### [Data to use]

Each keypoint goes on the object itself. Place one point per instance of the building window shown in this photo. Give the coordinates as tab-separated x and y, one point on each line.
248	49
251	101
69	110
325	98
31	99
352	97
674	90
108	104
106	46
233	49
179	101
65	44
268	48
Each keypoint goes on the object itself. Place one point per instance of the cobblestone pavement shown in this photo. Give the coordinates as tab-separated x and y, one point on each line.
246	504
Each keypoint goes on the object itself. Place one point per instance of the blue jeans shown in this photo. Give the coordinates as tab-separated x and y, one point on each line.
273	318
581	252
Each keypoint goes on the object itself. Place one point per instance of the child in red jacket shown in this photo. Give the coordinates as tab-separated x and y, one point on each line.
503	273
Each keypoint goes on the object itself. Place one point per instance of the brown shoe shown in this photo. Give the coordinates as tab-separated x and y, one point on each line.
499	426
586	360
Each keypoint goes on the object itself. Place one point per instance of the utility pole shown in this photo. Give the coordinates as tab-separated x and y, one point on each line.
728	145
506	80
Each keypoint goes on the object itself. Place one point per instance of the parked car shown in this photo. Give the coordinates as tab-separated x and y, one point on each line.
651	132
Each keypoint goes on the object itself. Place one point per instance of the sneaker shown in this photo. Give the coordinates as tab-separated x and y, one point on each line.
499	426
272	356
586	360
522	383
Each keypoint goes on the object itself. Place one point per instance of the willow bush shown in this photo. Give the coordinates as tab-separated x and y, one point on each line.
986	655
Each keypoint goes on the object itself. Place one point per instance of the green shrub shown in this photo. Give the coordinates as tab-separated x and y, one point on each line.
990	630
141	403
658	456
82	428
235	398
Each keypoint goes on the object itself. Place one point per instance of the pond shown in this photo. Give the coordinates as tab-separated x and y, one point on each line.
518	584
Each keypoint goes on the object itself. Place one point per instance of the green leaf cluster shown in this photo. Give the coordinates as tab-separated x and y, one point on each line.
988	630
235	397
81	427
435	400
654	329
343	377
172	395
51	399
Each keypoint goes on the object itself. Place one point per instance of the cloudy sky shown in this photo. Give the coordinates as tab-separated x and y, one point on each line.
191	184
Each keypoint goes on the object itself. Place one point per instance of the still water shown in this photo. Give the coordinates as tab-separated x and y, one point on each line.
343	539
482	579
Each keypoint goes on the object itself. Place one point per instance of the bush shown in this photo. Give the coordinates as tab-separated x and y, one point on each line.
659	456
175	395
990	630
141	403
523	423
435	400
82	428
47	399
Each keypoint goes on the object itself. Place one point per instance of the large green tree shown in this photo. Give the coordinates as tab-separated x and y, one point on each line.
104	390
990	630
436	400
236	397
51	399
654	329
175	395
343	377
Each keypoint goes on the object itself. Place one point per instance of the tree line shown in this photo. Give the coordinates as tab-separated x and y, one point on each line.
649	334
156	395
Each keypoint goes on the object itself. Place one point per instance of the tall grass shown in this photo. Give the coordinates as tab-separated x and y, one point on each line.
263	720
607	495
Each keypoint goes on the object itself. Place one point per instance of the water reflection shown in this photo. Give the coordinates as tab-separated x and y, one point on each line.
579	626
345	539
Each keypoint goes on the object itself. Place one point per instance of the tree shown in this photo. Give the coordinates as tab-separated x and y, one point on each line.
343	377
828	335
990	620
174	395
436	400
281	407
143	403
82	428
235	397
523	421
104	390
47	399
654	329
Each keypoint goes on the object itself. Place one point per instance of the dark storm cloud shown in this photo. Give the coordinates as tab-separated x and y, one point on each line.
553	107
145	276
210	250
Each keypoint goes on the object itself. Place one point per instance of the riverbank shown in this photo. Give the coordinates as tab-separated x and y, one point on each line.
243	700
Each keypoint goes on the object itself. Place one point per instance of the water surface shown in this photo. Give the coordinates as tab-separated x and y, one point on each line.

### [Written problem]
Starting from the line containing "of the cloudy" and ending with the final line of the data, reproduce each line exactly as it appears, including no other lines.

### [Written reply]
Each keypoint goes on the object itself. Place one point per instance of the cloudy sky shown in this photo. Give the coordinates as tab-separated x and y, one point on each line.
191	184
Each keypoint goes on the object itself. Place one point per instance of the still water shown in this photo. Give the coordinates as tab-separated x and y, one point on each line.
343	539
482	579
Each keypoint goes on the object itself. Place one point per instance of the bush shown in this photo. Give the coordinates as tab-separated x and y, one point on each line.
659	456
175	395
990	630
141	403
523	423
435	400
82	428
47	399
Each keypoint goes on the object itself. Place one point per instance of the large green tree shown in this photo. Give the coordinates as tab-separated x and y, one point on each line.
104	390
990	630
436	400
236	397
51	399
654	329
175	395
343	377
Each keypoint goes on the object itself. Place one point per instance of the tree line shown in this photo. Give the coordinates as tab-separated x and y, one point on each line.
649	334
156	395
Each keypoint goes on the object itself. Place one point per instance of the tall grass shown in this photo. Give the coordinates as tab-separated x and y, one point on each line.
263	720
607	495
Each keypoint goes on the object itself. Place one point per instance of the water reflection shown in this photo. Give the coordinates as tab-separated x and y, one point on each line.
579	626
345	539
Each keypoint goes on the object itself. Place one point per instance of the tree shown in this photo. Give the coordinates as tab-separated x and y, one point on each line.
343	377
828	335
990	620
174	395
436	400
281	407
143	403
82	428
235	397
523	421
104	390
47	399
654	329
Each keypoint goes on the object itself. Place one point per instance of the dark storm cloud shown in this photo. Give the coordinates as tab-separated x and y, one point on each line.
553	107
145	276
210	250
Each keypoint goes on the object itself. Place one point per instance of the riverbank shown in this photo. Give the coordinates as tab-separated x and y, one point on each line.
243	700
Each keypoint goes on the object itself. Place one point per instance of the water surface shown in this photo. Give the coordinates as tab-separated x and y, one point on each line.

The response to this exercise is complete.